===== PAGE

Transition-metal ions, in tetrahedral coordination, with 3d^N configuration are identified as a class of important active ions for SAs.^8,9 For example, many crystals such as Cr⁴⁺:YAG,⁴ V³⁺:YAG,¹⁰ Cr⁴⁺:Gd₃Ga₅O₁₂,¹¹ Cr²⁺:ZnS,¹² Co²⁺:LaMgAl₁₁O₁₉ (ref. 13) have been extensively studied as SAs. Among these crystals YAG is a typical host crystal due to its favorable chemical and physical properties especially the good thermal conductivity and high damage threshold, which are beneficial for realizing high power laser output. So far the Cr⁴⁺:YAG single crystal is the most common SA around 1 μm.⁴ However, the maximum phonon energy of YAG (about 857 cm⁻¹) is relatively high, which is unfavorable for high power laser since it will easily lead to multi-phonon process.^14,15 Therefore, the exploration of new SA crystals with good physical properties, especially with high thermal conductivity and low phonon energy, has always attracted a lot of attention.⁹

β-Ga₂O₃ crystal is a sesquioxide which belongs to the monoclinic family (space group: C2/m). The gallium ions are located at tetrahedral and octahedral sites.¹⁶ So far this host was at the center of a large research work, being an ultra wide-bandgap semiconductor.¹⁷ Wide-bandgap materials are challenging in the field of high voltage field-effect transistors, Schottky barrier diodes and ultraviolet photoelectric devices.^18–21 The β-Ga₂O₃ crystal presents steady chemical and physical properties. Its thermal conductivity is about 27 W m⁻¹ K⁻¹ along b axes,²² which is much larger than that of YAG (12.9 W m⁻¹ K⁻¹).²³ This indicates that β-Ga₂O₃ crystal could be favorable as an SA for the laser pulses of high peak power and high repetition rate. On the other hand, in recent years, large size bulk β-Ga₂O₃ crystals have been grown by various melt-growth methods, for example: Czochralski method,²⁴ floating zone technique,²⁵ Bridgman method,²⁶ edge-defined film-fed growth (EFG) method²⁷ and so on. Therefore, the access of high quality and large-sized β-Ga₂O₃ crystals makes it possible to be applied in laser field. However, there is still no report on exploiting the capabilities of β-Ga₂O₃ crystal in laser field until now.

In this work, Cr⁴⁺:β-Ga₂O₃ single crystal has been successfully grown by EFG method. The bivalent Mg²⁺ ion was co-doped into the crystal to increase the ratio of Cr⁴⁺/Cr³⁺. The thermal conductivity and maximum phonon energy have been measured. Moreover, the laser operation has been demonstrated with the SA of Cr⁴⁺:β-Ga₂O₃ crystal and the mechanism of saturable absorption phenomenon is also explained by the first-principles calculation. We believe that this work may provide some reference for future research of β-Ga₂O₃ in laser.

==========
===== ENTRIES SUPPLIED

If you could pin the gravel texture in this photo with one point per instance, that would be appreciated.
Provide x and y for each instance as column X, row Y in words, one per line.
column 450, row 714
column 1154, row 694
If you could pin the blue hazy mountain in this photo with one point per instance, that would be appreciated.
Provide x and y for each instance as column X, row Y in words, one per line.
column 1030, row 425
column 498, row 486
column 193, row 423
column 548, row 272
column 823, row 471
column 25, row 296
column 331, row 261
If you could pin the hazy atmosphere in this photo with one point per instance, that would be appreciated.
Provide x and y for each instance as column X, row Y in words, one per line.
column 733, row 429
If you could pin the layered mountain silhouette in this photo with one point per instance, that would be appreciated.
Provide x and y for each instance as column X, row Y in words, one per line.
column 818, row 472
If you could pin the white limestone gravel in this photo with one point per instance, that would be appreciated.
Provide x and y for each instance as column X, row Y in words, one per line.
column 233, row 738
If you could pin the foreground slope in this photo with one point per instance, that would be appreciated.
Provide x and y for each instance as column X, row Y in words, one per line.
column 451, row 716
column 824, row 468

==========
===== ENTRIES SUPPLIED

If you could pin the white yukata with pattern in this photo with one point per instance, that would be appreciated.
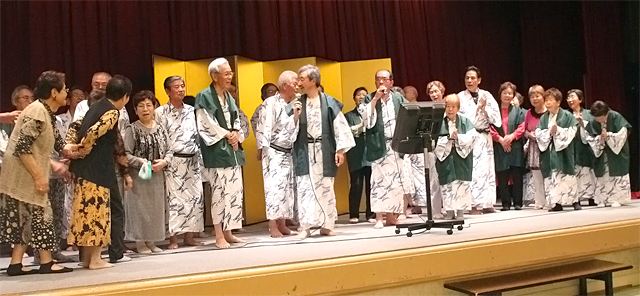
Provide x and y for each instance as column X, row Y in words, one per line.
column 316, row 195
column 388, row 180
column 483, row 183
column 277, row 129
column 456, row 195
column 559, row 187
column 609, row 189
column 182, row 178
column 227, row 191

==========

WHAT YOU SHOULD DO: Reproduce the part of the text on saturable absorber crystals between "In this work, Cr⁴⁺:β-Ga₂O₃" and "β-Ga₂O₃ in laser.", inclusive.

EXERCISE RESULT:
In this work, Cr⁴⁺:β-Ga₂O₃ single crystal has been successfully grown by EFG method. The bivalent Mg²⁺ ion was co-doped into the crystal to increase the ratio of Cr⁴⁺/Cr³⁺. The thermal conductivity and maximum phonon energy have been measured. Moreover, the laser operation has been demonstrated with the SA of Cr⁴⁺:β-Ga₂O₃ crystal and the mechanism of saturable absorption phenomenon is also explained by the first-principles calculation. We believe that this work may provide some reference for future research of β-Ga₂O₃ in laser.